## Work to complete
[1] List every example of a wearable product that the film-forming composition text says can contain a film formed by the composition.
[2] In the film-forming composition text, what may be done with the polymer before it is added to the polysiloxane?
[3] Copy from the film-forming composition text the part that opens with the words containing "[00063] The combining" and closes with "polysiloxane and polymer.".

## Source document
★ ★ ★

The film and film-forming composition are as described above. One skilled in the art would know how to make a wearable product comprising the film and the film-forming composition as described above. Standard methods of making a wearable product with the film or film forming composition may be used. Examples of the wearable product containing a film formed by the film-forming composition described above include, but are not limited to, a garment, drape, wound dressing, bandage, patch or medical device.

[00061] A method of making the film-forming composition, comprising: combining a polysiloxane comprising one or more hydroxyl groups, a polymer comprising a nitrogen-containing repeating unit, wherein the nitrogen-containing repeating unit is an amide, tertiary amine, benzylic amine, or heterocyclic amine, and optionally, the solvent; and mixing until a blend is formed.

[00062] The polysiloxane and polymer are as defined above for the film-forming composition.

[00063] The combining is conducted using known methods in the industry. One skilled in the art would know how to combine the polysiloxane and polymer.

[00064] In one embodiment, the method further comprises combining a solvent with the polysiloxane comprising one or more hydroxyl groups and the polymer comprising a nitrogen-containing repeating unit. The solvent is as described above fore the film-forming composition. One skilled in the art would know how to combine the solvent with the polymer and polysiloxane. For example, the polymer maybe be dissolved in the solvent and then the solvent and polymer solution added to the polysiloxane.

[00065] The method of forming a film-forming composition further comprises and additional materials, where the additional materials are as described above for the film forming composition.

★ ★ ★

## Given data

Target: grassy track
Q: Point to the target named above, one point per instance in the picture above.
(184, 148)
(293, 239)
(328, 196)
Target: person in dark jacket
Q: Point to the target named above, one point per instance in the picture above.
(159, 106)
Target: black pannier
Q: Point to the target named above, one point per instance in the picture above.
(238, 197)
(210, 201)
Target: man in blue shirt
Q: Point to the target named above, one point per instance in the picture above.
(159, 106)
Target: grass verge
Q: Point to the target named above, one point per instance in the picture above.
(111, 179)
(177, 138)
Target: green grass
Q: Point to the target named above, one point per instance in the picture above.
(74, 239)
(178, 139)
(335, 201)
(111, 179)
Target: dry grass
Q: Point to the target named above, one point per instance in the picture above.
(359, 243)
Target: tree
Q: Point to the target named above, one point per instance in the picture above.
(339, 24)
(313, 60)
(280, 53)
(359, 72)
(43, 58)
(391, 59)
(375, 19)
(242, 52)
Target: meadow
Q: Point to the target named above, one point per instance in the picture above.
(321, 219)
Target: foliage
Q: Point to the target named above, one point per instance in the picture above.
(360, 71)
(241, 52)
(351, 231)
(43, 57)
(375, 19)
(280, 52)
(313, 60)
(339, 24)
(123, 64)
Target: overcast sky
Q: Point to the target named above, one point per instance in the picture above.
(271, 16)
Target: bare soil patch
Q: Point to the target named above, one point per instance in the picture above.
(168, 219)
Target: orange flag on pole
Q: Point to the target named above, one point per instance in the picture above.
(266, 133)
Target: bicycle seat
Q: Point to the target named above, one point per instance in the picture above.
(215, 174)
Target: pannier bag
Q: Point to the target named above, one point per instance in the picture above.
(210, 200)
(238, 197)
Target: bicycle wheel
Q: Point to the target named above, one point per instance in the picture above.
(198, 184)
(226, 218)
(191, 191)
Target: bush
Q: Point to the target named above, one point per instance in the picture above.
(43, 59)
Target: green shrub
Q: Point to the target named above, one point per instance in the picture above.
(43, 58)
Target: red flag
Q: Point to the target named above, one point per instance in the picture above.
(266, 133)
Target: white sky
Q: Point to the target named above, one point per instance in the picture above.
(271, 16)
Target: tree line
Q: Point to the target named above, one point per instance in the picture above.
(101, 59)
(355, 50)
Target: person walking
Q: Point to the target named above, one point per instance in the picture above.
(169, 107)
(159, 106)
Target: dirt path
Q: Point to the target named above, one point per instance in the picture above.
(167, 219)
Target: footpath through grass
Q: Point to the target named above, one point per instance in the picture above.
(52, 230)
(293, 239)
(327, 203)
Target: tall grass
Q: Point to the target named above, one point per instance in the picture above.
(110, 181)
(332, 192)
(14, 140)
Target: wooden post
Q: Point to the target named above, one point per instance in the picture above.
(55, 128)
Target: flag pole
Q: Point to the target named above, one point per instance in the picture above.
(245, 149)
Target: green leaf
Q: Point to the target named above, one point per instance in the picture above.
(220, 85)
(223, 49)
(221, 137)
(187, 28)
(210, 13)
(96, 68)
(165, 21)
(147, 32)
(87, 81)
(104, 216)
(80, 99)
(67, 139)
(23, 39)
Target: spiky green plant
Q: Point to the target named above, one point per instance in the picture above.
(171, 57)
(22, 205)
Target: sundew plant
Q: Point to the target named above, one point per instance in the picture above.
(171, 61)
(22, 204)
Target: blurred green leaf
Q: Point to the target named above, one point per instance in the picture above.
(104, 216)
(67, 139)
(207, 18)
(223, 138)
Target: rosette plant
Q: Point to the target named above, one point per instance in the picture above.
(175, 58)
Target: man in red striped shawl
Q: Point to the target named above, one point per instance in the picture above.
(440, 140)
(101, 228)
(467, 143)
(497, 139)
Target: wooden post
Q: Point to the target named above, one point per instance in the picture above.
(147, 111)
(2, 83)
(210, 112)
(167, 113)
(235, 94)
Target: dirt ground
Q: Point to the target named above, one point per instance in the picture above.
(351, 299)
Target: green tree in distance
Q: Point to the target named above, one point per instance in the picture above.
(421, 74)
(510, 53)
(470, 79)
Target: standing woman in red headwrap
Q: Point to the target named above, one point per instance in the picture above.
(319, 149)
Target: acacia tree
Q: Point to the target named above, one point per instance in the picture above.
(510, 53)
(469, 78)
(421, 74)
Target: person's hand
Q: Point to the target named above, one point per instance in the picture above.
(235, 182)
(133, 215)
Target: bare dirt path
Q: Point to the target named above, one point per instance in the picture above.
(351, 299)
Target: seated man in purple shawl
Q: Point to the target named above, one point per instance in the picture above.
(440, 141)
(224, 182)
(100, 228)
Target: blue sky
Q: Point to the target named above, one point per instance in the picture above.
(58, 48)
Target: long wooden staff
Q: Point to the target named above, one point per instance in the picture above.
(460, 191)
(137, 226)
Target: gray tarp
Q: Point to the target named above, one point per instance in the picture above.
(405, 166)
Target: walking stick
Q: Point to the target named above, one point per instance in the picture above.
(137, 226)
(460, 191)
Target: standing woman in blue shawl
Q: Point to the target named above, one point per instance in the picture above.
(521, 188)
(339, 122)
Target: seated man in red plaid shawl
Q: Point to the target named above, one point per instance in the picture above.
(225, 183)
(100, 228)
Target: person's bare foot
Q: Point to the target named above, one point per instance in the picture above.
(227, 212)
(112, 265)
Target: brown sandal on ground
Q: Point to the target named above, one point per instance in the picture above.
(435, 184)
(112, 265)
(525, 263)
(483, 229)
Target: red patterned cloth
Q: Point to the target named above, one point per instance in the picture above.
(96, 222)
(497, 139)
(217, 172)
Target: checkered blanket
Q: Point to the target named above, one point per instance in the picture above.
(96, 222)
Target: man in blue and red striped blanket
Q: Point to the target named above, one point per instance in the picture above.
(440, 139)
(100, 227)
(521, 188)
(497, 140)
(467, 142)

★ ★ ★

## Answers by task
[1] garment, drape, wound dressing, bandage, patch, medical device

[2] The polymer may be dissolved in the solvent, and that solution is then added to the polysiloxane.

[3]
[00063] The combining is conducted using known methods in the industry. One skilled in the art would know how to combine the polysiloxane and polymer.